***** ENTRIES SUPPLIED

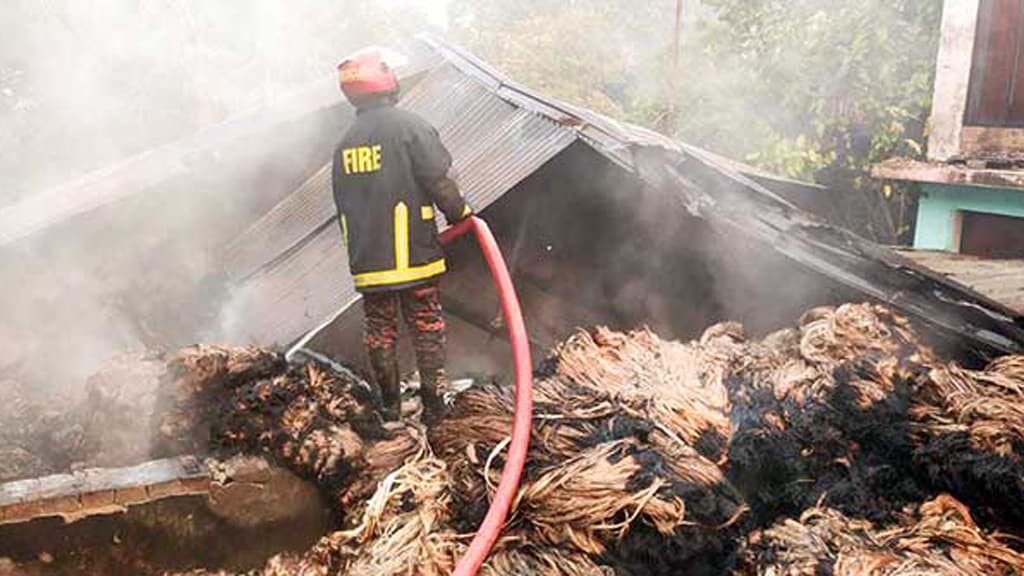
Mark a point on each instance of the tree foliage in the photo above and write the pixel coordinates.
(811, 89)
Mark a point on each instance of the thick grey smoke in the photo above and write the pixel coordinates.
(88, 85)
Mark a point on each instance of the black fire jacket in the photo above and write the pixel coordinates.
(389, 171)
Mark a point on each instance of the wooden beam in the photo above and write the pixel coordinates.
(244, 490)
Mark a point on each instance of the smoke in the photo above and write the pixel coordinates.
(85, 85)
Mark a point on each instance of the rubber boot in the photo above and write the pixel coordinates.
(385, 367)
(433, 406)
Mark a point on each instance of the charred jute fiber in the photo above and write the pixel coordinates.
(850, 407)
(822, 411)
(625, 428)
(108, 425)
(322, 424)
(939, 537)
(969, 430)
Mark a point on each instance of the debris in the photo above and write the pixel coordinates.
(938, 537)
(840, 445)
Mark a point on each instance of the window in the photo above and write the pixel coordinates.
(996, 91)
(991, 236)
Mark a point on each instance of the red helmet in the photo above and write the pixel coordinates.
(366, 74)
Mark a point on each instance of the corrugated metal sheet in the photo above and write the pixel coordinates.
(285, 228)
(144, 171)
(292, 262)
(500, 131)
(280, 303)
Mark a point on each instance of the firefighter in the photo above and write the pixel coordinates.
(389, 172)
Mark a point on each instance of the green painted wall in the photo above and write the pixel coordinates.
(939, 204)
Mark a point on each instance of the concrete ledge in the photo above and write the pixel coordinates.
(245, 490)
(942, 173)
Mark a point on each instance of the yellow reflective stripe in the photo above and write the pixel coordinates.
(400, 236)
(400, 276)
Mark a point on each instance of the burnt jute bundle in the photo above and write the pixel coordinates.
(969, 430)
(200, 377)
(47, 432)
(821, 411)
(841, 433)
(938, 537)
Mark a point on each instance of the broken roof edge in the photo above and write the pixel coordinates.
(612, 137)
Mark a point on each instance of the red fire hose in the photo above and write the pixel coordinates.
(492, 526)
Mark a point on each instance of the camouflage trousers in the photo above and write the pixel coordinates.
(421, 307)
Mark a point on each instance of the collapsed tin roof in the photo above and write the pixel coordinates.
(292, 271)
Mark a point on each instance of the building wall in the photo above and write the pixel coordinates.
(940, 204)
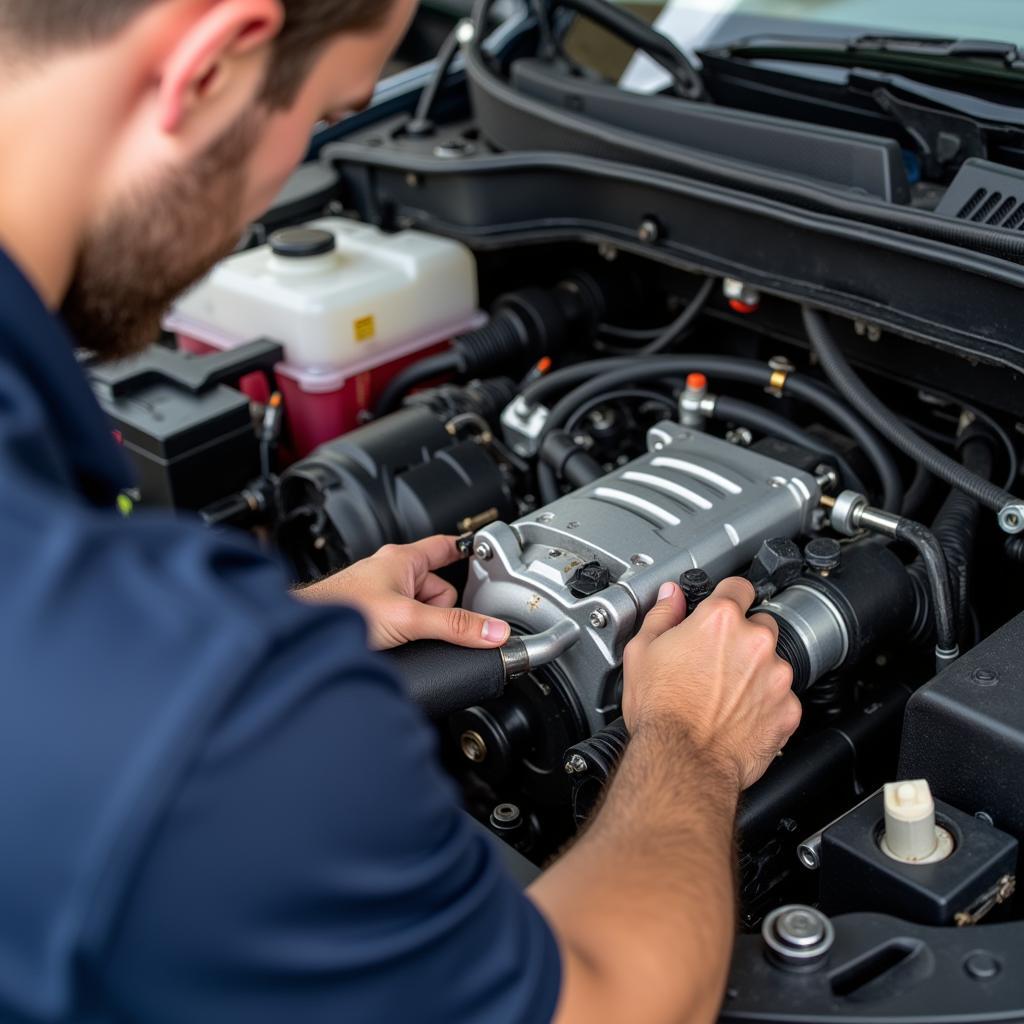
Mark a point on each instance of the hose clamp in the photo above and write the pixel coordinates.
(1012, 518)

**********
***** ENTRIES SUPPLIED

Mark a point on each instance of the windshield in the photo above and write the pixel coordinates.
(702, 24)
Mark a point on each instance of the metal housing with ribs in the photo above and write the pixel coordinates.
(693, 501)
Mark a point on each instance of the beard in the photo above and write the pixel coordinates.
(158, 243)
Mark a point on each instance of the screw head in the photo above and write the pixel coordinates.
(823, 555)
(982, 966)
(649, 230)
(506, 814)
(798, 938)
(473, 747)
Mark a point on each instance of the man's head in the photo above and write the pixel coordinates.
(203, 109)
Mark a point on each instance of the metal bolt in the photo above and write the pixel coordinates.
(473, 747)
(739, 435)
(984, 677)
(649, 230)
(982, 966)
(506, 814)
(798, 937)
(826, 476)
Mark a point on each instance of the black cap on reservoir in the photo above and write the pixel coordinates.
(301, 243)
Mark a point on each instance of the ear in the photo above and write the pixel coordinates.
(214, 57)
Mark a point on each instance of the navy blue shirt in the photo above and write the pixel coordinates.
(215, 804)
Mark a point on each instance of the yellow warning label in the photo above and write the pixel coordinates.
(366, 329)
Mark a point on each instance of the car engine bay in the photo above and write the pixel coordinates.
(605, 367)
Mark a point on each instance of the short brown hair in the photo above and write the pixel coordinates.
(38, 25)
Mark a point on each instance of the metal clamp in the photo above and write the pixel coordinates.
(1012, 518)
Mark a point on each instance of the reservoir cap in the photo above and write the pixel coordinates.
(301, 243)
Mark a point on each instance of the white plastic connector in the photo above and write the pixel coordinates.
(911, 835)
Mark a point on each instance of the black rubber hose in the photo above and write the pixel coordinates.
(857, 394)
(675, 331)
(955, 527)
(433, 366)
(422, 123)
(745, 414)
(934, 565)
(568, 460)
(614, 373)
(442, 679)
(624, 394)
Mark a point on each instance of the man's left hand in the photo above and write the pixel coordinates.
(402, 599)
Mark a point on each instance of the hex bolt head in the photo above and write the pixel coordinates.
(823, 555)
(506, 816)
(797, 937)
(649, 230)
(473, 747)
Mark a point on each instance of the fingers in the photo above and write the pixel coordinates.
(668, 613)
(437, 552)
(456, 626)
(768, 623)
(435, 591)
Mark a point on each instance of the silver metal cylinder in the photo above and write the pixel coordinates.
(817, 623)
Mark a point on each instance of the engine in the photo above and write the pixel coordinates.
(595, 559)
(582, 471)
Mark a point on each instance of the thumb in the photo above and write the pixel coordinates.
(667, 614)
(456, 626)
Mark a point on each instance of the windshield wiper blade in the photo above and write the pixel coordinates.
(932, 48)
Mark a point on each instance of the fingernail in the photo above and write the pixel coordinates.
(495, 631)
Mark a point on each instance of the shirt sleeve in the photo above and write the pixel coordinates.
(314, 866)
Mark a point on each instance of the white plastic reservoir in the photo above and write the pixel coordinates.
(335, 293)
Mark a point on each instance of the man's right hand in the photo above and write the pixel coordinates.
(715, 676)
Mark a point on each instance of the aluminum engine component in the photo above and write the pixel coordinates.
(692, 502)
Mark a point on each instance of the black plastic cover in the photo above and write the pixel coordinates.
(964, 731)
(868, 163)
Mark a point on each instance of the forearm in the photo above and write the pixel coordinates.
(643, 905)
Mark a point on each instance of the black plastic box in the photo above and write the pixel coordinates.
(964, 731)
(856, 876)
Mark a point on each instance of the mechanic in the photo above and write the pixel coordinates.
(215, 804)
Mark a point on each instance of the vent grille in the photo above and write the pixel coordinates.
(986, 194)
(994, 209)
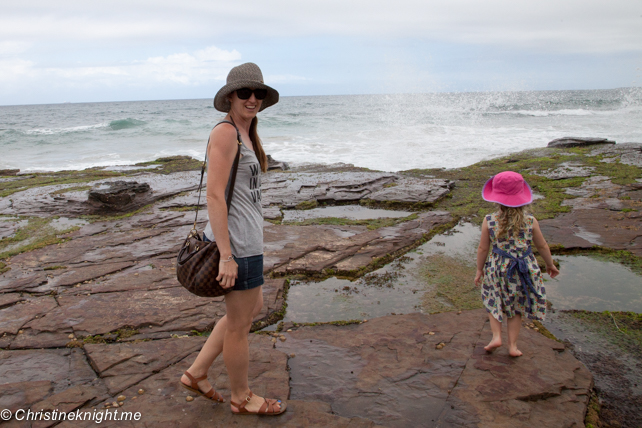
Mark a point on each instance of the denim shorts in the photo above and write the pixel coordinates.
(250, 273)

**********
***** ENTRIES SUPPLIED

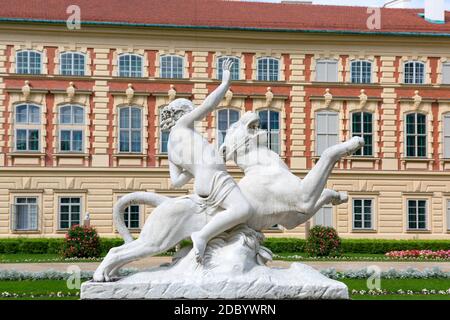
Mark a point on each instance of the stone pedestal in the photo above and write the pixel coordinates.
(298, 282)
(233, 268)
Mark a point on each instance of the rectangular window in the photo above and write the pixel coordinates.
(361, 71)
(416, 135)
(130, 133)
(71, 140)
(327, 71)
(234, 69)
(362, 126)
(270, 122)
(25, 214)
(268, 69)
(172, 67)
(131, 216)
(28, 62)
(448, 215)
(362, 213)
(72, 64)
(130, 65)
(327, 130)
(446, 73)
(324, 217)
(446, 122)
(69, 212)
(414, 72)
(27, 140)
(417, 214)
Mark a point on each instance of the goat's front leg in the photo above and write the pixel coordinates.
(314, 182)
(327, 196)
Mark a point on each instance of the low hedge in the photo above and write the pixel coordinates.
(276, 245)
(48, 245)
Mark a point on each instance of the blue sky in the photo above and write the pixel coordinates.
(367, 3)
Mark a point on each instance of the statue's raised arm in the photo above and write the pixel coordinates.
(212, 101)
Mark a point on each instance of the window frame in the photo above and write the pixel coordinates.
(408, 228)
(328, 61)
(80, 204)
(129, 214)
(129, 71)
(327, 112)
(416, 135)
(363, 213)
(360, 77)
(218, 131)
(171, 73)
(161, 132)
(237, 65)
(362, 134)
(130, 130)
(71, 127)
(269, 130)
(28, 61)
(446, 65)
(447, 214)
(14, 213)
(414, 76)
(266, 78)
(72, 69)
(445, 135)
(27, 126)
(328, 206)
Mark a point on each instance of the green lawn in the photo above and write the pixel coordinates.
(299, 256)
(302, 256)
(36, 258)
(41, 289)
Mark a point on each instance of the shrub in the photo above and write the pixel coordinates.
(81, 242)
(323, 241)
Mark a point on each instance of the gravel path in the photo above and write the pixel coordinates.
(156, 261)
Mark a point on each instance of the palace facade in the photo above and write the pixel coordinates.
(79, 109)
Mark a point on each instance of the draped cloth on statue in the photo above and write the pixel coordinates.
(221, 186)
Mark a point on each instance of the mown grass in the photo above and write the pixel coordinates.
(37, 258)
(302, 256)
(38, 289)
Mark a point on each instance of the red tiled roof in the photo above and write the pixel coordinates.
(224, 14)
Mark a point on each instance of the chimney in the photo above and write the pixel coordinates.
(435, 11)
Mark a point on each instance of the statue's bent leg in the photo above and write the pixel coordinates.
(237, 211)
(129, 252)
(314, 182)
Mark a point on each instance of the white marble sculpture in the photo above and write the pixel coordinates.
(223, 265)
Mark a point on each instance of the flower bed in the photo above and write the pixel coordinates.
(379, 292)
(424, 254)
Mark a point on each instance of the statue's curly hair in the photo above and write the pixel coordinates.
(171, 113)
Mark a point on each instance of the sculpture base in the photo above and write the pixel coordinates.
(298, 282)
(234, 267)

**********

## GIVEN INSTRUCTION
How many lines in the items above contain the string "head"? Reply with the number alone.

## FINISHED ANSWER
3